Extract to read:
------------------------------------------------
From 2nd to 5th grade only. A sequence of lessons for grade bands 2nd/3rd and 4th/5th grade. They include language and Filipino culture with 4 Units with 5 lessons and activities for each band. Other activities and resources are in the folders too.  

Mentor Texts for Kilusan Units

A matrix for each grade level that outlines the objectives, mentor text titles, cultural connection, language objectives, and other resources.

Reading Lesson Plans

Reading lessons that accompany the themes. Folders have a variety number of lessons from 0-4.

Language Lesson Plans

Include lesson on vocabulary and sentences frames to use with read alouds

Filipino World Language

Syllabus and scope and sequence for HS 

Filipino Assessment Instruments

A quick assessment (similar to ELD Express) to determine students’ proficiency. A more robust assessment needs to be developed for placement.



 

In the Philippines 

The Department of Education in the Philippines has the following website for instructional materials:

https://www.depedresources.com/downloadable-k-12-instructional-materials/

 

They include a mix of Filipino and English resources. There are daily logs and outcomes for each grade level. However, when trying to access the resources for language arts instructions, the website includes only English resources and a correlation to the CA Common Core Standards. We need to explore what other resources are available and how they can be used in the United States. 

 

Usually, materials developed in other countries can present a challenge to students and teachers in the United States as they used more advanced vocabulary per grade level and cultural aspects such as the depiction of women or ethnic minorities that would not be appropriate in the US. 

 

In the United States

Since there are no other Filipino programs in the US, publishers do not prioritize the development and publication of instructional materials. A Google search shows only World Language instructional materials and literary books in Filipino are available in the US. 

 

For a DLI program, we would need to develop and/or translate instructional materials in order to provide teachers with resources to cover 50% of the instructional time. 

 

In order to do this we will need to explore the following: 

Subject

Current Situation 

Needs

Phonics Instruction 

  • Not in the US. Possibly, looking at materials from the Philippines or create them all
  • Create a scope and sequence
  • Purchase materials
  • Revise materials with teachers and/or consultant 

Language Arts 

  • Not in the US. Possibly, looking at materials from the Philippines
  • Create a scope and sequence
  • Purchase robust classroom libraries
  • Purchase Read-alouds and/or shared reading titles
  • Writing Instructional materials
  • Revise materials with teachers and/or consultant 

Math

  • There are not Filipino curriculum materials aligned to CA Math Standards in the US
  • Create a scope and sequence
  • Needs to be aligned to SFUSD Math Curriculum
  • Needs translation of the students’ workbooks and, tasks
  • Teachers guides are only in English
  • Needs translation of the Glossary
  • Revise materials with teachers and/or consultant 

Science

  • Amplify is only in English (with some resources as vocabulary and students books in Spanish only)
  • Need a translation of vocabulary and glossary
  • Students books in Filipino

Social Studies

  • In the process for new adoption
  • Only in English and Spanish
  • Cantonese and Mandarin pathways translated some of the resources, with the new adoption, we will need to consider in what language of instruction it needs to happen
  • If possible, ask the publisher for translations in all languages offered in SFUSD
  • We need to wait to see what is going to be adopted before making any decisions



 

Findings and Costs

The final cost would be calculated after determining the percentages in each language at each grade level. If we start with an 80/20 instructional model, 80% in Filipino and 20% in English the cost would be different than if we choose a 50/50 model from K-5.
------------------------------------------------
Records
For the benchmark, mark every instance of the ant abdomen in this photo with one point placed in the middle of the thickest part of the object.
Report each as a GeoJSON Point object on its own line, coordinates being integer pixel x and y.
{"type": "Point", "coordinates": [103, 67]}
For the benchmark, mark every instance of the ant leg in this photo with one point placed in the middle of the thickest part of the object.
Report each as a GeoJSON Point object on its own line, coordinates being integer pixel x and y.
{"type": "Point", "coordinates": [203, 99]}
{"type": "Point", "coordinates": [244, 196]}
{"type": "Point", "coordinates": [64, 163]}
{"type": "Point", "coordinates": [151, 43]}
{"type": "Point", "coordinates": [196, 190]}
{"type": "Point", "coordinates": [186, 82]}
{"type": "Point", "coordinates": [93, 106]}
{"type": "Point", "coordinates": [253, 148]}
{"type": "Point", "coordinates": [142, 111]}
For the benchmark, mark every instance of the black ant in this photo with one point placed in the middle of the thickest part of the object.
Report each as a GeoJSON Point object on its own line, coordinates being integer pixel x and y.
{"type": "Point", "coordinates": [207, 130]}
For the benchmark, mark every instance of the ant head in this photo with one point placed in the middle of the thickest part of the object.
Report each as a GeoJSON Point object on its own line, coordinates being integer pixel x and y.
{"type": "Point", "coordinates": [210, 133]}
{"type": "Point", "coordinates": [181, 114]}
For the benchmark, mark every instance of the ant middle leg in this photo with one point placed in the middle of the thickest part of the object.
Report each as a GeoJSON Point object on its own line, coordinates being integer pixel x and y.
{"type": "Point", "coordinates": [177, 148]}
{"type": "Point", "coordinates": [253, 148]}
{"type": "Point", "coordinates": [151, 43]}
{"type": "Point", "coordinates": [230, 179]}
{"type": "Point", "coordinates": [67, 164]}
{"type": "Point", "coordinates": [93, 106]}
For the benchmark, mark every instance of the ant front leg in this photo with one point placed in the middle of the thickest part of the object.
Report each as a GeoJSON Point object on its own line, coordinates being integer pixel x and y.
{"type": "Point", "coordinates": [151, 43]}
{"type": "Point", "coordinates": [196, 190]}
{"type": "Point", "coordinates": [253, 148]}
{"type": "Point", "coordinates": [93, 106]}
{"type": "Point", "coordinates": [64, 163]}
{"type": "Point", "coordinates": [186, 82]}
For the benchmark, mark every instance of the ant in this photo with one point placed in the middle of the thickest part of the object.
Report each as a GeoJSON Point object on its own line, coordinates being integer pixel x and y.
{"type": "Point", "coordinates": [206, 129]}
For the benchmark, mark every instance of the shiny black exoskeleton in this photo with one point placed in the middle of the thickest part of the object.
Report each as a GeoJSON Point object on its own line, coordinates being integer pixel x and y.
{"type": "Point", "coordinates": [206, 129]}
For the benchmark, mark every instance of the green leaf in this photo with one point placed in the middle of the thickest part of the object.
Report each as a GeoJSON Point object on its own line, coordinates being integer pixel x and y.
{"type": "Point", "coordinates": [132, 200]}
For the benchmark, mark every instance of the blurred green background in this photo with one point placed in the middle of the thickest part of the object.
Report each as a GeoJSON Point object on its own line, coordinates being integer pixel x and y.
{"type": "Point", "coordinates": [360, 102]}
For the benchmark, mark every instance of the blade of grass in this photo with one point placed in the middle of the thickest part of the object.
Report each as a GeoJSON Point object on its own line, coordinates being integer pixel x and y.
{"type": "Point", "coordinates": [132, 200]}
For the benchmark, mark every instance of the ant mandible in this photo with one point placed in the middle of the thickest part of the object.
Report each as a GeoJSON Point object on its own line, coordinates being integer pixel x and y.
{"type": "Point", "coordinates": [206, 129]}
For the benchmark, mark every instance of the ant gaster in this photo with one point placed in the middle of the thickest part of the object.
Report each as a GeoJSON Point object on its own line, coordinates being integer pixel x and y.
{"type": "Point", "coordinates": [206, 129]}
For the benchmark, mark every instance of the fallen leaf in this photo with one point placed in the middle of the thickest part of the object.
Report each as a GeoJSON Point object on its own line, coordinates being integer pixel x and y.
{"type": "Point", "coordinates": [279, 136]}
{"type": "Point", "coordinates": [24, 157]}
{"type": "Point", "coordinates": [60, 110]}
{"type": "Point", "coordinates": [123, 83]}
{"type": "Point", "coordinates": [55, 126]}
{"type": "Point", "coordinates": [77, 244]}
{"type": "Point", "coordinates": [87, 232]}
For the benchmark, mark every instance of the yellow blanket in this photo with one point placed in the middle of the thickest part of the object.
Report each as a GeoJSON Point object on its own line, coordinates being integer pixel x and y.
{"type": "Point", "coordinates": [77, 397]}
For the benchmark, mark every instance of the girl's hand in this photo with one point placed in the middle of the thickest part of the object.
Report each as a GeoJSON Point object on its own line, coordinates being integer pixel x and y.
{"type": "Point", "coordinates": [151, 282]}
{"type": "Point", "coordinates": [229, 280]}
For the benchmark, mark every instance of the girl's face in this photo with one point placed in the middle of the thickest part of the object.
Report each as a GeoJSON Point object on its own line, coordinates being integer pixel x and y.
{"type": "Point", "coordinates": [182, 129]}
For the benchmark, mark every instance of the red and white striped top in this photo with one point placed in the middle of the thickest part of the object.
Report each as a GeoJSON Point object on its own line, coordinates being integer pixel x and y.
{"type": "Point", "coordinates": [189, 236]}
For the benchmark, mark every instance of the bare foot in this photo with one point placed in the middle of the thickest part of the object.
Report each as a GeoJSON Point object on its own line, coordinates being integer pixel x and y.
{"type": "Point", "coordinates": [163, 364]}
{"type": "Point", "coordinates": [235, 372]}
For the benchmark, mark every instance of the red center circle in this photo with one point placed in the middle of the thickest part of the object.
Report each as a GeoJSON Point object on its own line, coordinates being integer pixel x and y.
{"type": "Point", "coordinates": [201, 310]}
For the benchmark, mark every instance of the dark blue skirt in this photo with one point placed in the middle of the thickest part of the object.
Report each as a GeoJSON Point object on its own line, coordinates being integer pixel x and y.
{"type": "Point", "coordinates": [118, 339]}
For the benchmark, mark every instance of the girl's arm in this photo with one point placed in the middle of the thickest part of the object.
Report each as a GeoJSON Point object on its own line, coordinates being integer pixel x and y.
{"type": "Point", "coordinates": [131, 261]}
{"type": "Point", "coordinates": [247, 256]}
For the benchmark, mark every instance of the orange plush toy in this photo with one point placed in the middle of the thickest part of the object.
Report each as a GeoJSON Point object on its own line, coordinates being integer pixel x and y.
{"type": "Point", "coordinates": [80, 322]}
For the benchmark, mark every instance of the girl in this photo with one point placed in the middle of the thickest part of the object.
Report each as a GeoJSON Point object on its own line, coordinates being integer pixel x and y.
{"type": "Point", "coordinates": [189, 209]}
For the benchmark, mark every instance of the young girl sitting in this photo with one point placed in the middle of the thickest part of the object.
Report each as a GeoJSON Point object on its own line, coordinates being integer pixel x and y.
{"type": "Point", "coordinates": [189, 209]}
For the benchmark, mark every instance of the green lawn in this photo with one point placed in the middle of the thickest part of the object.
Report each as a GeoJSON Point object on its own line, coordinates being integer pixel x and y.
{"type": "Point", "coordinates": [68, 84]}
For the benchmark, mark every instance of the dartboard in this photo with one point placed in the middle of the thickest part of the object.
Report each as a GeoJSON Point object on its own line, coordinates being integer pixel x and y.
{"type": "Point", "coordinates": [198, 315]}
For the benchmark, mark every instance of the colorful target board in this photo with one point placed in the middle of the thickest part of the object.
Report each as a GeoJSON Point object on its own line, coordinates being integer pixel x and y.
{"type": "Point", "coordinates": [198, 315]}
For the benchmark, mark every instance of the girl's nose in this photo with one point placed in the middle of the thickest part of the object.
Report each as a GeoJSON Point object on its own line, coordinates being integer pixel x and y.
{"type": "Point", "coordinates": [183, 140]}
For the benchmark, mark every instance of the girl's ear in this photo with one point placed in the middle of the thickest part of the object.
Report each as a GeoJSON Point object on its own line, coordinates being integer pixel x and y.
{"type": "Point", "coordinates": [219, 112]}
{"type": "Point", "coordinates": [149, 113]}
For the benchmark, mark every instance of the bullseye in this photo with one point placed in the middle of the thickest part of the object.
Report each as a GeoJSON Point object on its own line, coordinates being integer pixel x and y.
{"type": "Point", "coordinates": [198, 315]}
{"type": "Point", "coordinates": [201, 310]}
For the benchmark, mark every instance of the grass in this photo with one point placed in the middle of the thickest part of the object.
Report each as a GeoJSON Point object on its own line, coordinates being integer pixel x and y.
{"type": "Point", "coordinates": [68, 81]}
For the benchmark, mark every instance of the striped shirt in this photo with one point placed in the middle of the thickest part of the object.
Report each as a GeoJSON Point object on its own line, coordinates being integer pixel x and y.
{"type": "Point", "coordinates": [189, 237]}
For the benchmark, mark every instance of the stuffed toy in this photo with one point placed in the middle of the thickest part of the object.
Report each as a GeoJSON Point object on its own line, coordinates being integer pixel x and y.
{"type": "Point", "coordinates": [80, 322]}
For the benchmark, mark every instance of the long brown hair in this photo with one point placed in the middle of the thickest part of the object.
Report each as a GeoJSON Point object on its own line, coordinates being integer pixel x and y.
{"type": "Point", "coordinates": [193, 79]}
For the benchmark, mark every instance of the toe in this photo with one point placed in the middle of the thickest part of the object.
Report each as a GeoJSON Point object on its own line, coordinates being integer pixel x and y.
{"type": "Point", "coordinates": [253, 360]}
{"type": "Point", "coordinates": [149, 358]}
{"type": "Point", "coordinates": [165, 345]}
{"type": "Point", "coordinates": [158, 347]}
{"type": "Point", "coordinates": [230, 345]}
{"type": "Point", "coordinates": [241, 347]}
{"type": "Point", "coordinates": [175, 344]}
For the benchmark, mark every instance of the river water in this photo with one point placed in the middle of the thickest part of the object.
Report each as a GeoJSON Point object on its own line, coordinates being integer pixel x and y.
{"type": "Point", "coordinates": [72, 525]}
------------------------------------------------
Task list:
A: In the text on Filipino instructional materials, what share of instructional time would the developed or translated materials for a DLI program need to cover?
B: Write what follows next in the text on Filipino instructional materials, continuing after its final sentence.

Response list:
A: 50% of the instructional time.

B:
 

The main challenge with the creation of materials is that they would need to be aligned to the California Common Core (Language Arts, Math, Social Studies) and New Generation Science Standards. 

 

Standard Aligned

Estimated Costs

Phonics

  • Not applicable to  phonics; we would need to develop or adapt the CC Standards and a Scope and Sequence
  • $15,000 (materials from the Philippines for K-5)
  • $5,000 to create a scope and sequence and adapt lessons

Language Arts 

  • We would need to develop or adapt the CC Standards and a Scope and Sequence
  • Translate Teaching points for reading and writing 
  • $10,000 for each classroom to include classrooms libraries, mentor text, etc.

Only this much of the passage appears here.